#### [Extracted material]
>> Start

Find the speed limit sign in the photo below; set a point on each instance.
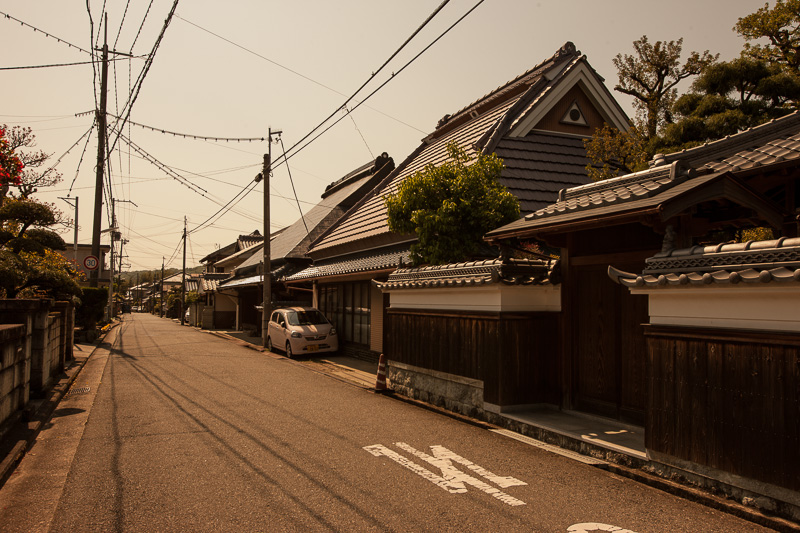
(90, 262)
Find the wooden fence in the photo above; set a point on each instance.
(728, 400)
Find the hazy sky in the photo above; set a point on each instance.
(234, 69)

>> End
>> Start

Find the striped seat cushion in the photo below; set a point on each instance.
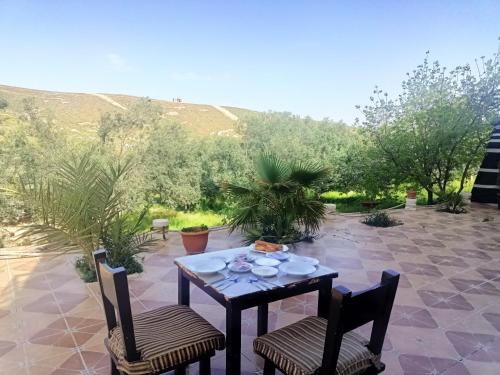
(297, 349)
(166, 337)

>> End
>> Start

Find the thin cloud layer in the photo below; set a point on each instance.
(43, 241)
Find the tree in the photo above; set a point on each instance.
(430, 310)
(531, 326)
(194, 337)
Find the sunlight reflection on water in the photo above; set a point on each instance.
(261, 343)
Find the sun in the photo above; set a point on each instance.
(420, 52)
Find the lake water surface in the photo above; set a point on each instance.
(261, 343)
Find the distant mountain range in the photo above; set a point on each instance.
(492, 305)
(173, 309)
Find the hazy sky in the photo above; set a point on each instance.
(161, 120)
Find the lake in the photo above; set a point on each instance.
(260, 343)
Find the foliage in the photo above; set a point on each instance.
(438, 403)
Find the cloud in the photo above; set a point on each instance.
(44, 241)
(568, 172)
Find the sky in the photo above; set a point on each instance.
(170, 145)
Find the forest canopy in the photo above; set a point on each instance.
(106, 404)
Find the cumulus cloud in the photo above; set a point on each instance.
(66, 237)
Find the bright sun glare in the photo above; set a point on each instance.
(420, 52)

>> End

#### [Goal]
Locate every line in the listing above that contains the string "below", treating uppercase and lowercase as different, and copy each of those lines.

#### [Full output]
Find the speed limit sign in the photo below; set a point on each instance.
Find the striped seat cushion in the photo below; set a point on each instance.
Find the thin cloud layer in the photo below; set a point on each instance.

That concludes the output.